**Exercise requirements:** Reproduce every one of the records below line for line, keeping each word and number unchanged.

== Data shown

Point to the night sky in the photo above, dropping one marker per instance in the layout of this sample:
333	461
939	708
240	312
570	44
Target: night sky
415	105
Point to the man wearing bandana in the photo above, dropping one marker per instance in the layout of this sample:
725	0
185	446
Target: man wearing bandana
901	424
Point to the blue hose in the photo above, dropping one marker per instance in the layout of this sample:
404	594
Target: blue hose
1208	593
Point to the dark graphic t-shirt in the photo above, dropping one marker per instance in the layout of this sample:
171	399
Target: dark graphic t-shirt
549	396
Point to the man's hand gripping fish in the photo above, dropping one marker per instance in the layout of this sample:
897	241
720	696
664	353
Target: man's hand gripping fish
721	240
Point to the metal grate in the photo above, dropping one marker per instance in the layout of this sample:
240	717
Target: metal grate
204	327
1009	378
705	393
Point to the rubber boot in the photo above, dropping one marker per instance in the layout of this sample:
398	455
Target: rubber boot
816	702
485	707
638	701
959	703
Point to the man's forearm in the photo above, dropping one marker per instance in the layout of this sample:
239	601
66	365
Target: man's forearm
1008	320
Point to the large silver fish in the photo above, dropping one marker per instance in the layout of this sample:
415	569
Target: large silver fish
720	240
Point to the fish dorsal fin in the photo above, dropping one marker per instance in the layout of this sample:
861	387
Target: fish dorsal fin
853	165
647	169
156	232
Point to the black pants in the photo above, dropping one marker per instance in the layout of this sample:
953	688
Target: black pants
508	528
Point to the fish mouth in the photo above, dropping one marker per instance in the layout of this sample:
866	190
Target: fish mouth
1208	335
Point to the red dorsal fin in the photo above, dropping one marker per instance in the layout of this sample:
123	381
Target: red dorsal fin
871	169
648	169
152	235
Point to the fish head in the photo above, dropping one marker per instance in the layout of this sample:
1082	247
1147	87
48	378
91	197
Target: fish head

====

**Finished answer:**
Point to the night sky in the photo above, dropping one marker per instance in the layout of this sample:
333	461
939	708
240	312
570	44
Target: night sky
415	105
Point to the man wearing bandana in the photo above, dropping one marker per instance in the layout of this sample:
725	0
185	446
Target: man wearing bandana
901	424
Point to the blue hose in the photo above, dropping one marker per instance in the layout of this sample:
404	594
Target: blue hose
1208	593
Point to the dark graphic t-shirt in the photo above, dropping one marker per instance in the layout of this sample:
171	399
Target: dark graphic t-shirt
549	396
Point to the man's hand gripping fish in the photo above, dropping one marker per instance in the layout of this sample:
897	241
720	696
664	353
Target: man's hand gripping fish
721	240
Point to the metal grate in the photo above, dropping one marker per instance in the layout of this sample:
240	717
Target: metal grate
204	327
1009	378
705	393
Point to the rubber boot in the photo above, dropping one marker per instance in the layout of this sample:
398	455
Target: rubber boot
816	702
485	707
638	701
959	703
Point to the man's forearm in the photo above, dropping one marker per instance in the layout of this sample:
239	601
66	365
Target: man's forearm
1008	320
Point to the large silver fish in the photo above, dropping one marker per instance in the layout of this sample:
415	569
Target: large silver fish
720	240
Point to the fish dorsal fin in the photo above, dropping one marker per instance in the layout of this sample:
861	387
Target: fish dorsal fin
853	165
647	169
156	232
Point to the black pants in the photo above, dropping one marker per instance in the layout of this sample:
953	688
Target: black pants
508	528
Point to the fish mouth in the photo above, dropping one marker per instance in the layout of this sample:
866	190
Target: fish mouth
1208	335
Point to the red dorsal fin in the photo above, dropping one marker per instance in the layout of this sample:
123	381
Target: red dorsal fin
871	169
648	169
152	235
Point to the fish head in the photo above, dropping one marker per instance in the layout of this sample:
1082	247
1147	87
48	378
91	197
Target: fish head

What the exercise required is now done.